## EXERCISE REQUIREMENTS:
Reproduce every entry exactly.

## Rows from a pointing dataset:
====
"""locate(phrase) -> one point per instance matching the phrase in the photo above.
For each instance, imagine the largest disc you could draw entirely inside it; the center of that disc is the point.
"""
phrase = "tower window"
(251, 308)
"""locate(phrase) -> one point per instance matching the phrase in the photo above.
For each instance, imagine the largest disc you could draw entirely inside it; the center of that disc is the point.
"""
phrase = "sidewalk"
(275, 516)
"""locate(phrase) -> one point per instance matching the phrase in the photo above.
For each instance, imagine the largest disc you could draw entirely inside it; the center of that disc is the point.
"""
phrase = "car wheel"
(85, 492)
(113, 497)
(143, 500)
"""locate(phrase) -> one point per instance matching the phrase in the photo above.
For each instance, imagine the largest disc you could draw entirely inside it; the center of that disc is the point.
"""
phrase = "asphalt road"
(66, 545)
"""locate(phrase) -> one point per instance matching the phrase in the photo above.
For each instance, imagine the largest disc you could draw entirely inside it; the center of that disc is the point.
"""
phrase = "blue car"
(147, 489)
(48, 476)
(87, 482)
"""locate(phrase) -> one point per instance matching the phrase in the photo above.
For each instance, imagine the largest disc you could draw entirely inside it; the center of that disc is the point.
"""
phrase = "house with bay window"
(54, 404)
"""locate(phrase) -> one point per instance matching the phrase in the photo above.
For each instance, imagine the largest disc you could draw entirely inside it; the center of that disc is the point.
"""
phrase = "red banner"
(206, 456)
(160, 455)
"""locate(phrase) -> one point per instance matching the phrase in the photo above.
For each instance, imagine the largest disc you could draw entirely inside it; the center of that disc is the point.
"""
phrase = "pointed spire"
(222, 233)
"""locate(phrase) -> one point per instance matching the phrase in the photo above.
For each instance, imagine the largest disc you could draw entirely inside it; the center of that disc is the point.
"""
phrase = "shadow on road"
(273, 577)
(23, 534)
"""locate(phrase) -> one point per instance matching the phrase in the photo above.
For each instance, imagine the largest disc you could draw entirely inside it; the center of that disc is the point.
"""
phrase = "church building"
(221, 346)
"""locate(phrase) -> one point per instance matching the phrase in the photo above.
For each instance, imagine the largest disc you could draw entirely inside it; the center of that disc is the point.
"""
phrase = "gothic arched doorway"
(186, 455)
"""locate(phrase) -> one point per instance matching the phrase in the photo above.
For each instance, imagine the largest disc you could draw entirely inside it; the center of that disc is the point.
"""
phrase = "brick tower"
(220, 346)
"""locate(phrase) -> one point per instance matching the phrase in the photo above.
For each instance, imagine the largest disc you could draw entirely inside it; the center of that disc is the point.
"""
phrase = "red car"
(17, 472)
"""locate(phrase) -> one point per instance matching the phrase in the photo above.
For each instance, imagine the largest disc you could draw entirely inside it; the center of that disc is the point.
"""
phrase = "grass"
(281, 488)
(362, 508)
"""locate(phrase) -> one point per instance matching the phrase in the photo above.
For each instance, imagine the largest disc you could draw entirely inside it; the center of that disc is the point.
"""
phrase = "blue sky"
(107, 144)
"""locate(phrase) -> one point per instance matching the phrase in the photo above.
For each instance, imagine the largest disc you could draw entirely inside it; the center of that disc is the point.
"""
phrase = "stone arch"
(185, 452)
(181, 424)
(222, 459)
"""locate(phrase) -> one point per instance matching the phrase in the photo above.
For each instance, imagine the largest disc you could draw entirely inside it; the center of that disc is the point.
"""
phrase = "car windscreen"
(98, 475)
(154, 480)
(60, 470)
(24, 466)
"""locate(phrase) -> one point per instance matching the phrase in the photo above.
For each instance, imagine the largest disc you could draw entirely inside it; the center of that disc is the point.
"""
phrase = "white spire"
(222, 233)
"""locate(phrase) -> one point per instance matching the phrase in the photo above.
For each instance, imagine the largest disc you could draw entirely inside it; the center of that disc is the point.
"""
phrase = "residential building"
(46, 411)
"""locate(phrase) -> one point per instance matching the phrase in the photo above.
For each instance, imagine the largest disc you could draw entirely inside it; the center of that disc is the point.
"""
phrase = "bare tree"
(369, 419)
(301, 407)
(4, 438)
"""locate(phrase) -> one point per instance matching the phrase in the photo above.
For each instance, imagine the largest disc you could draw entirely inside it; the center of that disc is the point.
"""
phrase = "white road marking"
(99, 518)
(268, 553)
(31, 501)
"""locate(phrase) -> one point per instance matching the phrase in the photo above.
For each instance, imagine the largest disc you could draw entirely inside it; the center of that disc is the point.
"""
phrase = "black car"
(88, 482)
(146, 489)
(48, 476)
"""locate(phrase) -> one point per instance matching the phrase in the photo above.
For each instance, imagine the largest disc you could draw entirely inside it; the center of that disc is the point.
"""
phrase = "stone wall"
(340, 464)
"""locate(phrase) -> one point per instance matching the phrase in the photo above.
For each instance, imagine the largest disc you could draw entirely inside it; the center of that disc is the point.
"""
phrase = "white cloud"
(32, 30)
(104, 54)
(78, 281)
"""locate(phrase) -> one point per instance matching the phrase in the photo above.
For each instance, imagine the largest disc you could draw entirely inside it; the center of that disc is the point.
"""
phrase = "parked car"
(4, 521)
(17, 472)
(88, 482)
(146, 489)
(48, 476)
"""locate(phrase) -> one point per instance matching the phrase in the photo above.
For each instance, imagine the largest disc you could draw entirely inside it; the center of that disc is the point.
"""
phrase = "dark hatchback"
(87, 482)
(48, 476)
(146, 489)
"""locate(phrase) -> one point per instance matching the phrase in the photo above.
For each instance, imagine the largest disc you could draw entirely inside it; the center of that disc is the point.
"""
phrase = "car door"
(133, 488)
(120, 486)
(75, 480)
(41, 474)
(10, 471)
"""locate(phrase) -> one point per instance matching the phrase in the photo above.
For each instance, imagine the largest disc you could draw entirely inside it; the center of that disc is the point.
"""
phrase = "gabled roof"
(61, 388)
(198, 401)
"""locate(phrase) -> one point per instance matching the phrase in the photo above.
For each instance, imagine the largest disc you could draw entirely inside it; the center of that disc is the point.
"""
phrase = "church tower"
====
## WRITTEN SOLUTION:
"""locate(phrase) -> one point per instance matching the phrase in the photo above.
For each instance, imagine the largest disc you could draw entirely inside it; the center of that disc is the point.
"""
phrase = "tower window"
(251, 308)
"""locate(phrase) -> one point per instance matching the phrase in the photo above.
For each instance, imagine the largest disc you could draw entirely inside it; the center of that disc is the point.
"""
phrase = "sidewalk"
(275, 516)
"""locate(phrase) -> one point per instance matching the phrase in the photo above.
For each instance, imagine the largest disc you could draw entirely inside it; the center of that disc is the point.
"""
phrase = "car wheel"
(85, 492)
(113, 497)
(143, 500)
"""locate(phrase) -> one point per instance matching the phrase in the photo above.
For each instance, imagine the largest disc you could draw entirely inside it; the center of that disc is the point.
"""
phrase = "asphalt road"
(66, 545)
"""locate(phrase) -> one point per instance matching the phrase in the photo above.
For each instance, imagine the largest disc you could draw entirely inside it; the center of that disc is the point.
"""
phrase = "blue car"
(147, 489)
(48, 476)
(87, 482)
"""locate(phrase) -> one point per instance matching the phrase in the photo above.
For each instance, imagine the largest disc you could draw entirely inside it; the center of that disc is the point.
"""
phrase = "house with bay window"
(54, 404)
"""locate(phrase) -> one point per instance matching the phrase in the photo above.
For each instance, imagine the largest disc you could draw entirely inside it; the center of that disc is the point.
"""
phrase = "red banner"
(206, 456)
(160, 455)
"""locate(phrase) -> one point per instance matching the phrase in the photo above.
For each instance, imagine the largest disc you could draw entirely inside it; the center of that disc is the point.
"""
phrase = "pointed spire"
(222, 233)
"""locate(phrase) -> one point per instance matching the phrase in the photo above.
For each instance, imagine the largest disc you could draw entirely inside it; the center of that disc is the point.
"""
phrase = "shadow on road"
(273, 577)
(23, 534)
"""locate(phrase) -> one point per instance matching the phrase in the photo above.
For each instance, imagine the largest disc you could draw entirely inside it; the center of that disc is the point.
"""
phrase = "church building"
(221, 346)
"""locate(phrase) -> one point per instance matching the phrase in the photo above.
For each instance, imagine the largest disc you could draw entirely inside it; the center of that disc is the point.
"""
phrase = "gothic arched doorway"
(186, 455)
"""locate(phrase) -> one point per instance matching the phrase in the photo above.
For each instance, imagine the largest disc you could draw entirely inside it; the center of that disc is the point.
"""
phrase = "brick tower"
(220, 346)
"""locate(phrase) -> one point per instance matching the phrase in the photo above.
For each instance, imagine the largest disc you could draw entirely inside it; the center of that disc is the point.
"""
phrase = "red car"
(17, 472)
"""locate(phrase) -> one point per instance matching the phrase in the photo above.
For each instance, imagine the largest disc you could draw entirely inside it; the center of that disc is the point.
"""
phrase = "grass"
(281, 488)
(362, 508)
"""locate(phrase) -> one point per instance matching the phrase in the photo above.
For each instance, imagine the largest disc you could draw entirely inside it; the center of that disc is the point.
"""
phrase = "blue sky"
(107, 144)
"""locate(phrase) -> one point per instance matching the phrase in the photo above.
For each instance, imagine the largest disc you could draw entirely inside it; the center of that disc is the point.
"""
phrase = "stone arch"
(185, 452)
(181, 424)
(222, 459)
"""locate(phrase) -> one point per instance matching the phrase in the photo above.
For each instance, imagine the largest disc you could draw entirely inside it; the center of that disc is the point.
"""
phrase = "car windscreen"
(98, 475)
(154, 480)
(60, 470)
(24, 466)
"""locate(phrase) -> one point per instance matching the phrase in the photo above.
For each instance, imagine the largest disc you could draw entirely inside it; the center of that disc is the point.
"""
phrase = "white spire"
(222, 233)
"""locate(phrase) -> one point per instance matching the phrase in the photo above.
For each instance, imagine the largest disc you could draw entirely inside it; the center of that disc is the point.
"""
phrase = "residential building"
(46, 411)
"""locate(phrase) -> one point per instance matching the phrase in the photo above.
For each instance, imagine the largest disc you could draw entirely inside it; the center of that disc is the point.
"""
phrase = "bare tree"
(369, 419)
(301, 407)
(4, 438)
"""locate(phrase) -> one point per instance matching the phrase in the photo above.
For each instance, imagine the largest disc you could draw entirely inside it; the center of that disc is the point.
"""
phrase = "white road marking"
(99, 518)
(268, 553)
(31, 501)
"""locate(phrase) -> one point per instance matching the phrase in the photo above.
For each instance, imagine the largest disc you could draw entirely inside it; the center of that disc is the point.
"""
phrase = "black car"
(88, 482)
(146, 489)
(48, 476)
"""locate(phrase) -> one point per instance matching the phrase in the photo above.
For each instance, imagine the largest disc you could draw entirely inside it; the center of that disc is the point.
"""
phrase = "stone wall"
(340, 464)
"""locate(phrase) -> one point per instance matching the phrase in the photo above.
For each instance, imagine the largest disc you could draw entirely inside it; the center of that disc is the point.
"""
phrase = "white cloud"
(32, 30)
(104, 54)
(78, 281)
"""locate(phrase) -> one point per instance matching the phrase in the photo above.
For each instance, imagine the largest disc you could draw entirely inside it; the center of that disc is the point.
"""
phrase = "parked car"
(4, 521)
(17, 472)
(88, 482)
(146, 489)
(48, 476)
"""locate(phrase) -> one point per instance matching the phrase in the photo above.
For each instance, imagine the largest disc you could draw entirely inside it; the center of that disc is the point.
"""
phrase = "dark hatchback"
(87, 482)
(48, 476)
(146, 489)
"""locate(phrase) -> one point per instance matching the phrase in the photo above.
For each instance, imagine the largest disc you could draw entirely inside it; the center of that disc is the point.
"""
phrase = "car door"
(133, 488)
(120, 486)
(75, 480)
(41, 474)
(10, 471)
"""locate(phrase) -> one point per instance matching the phrase in the photo above.
For each instance, imagine the largest disc you could draw entirely inside it; the center of that disc is the point.
"""
phrase = "gabled roof"
(61, 388)
(198, 401)
"""locate(phrase) -> one point per instance matching the phrase in the photo above.
For each instance, imagine the largest disc you could draw entirely inside it; the center of that disc is the point.
"""
phrase = "church tower"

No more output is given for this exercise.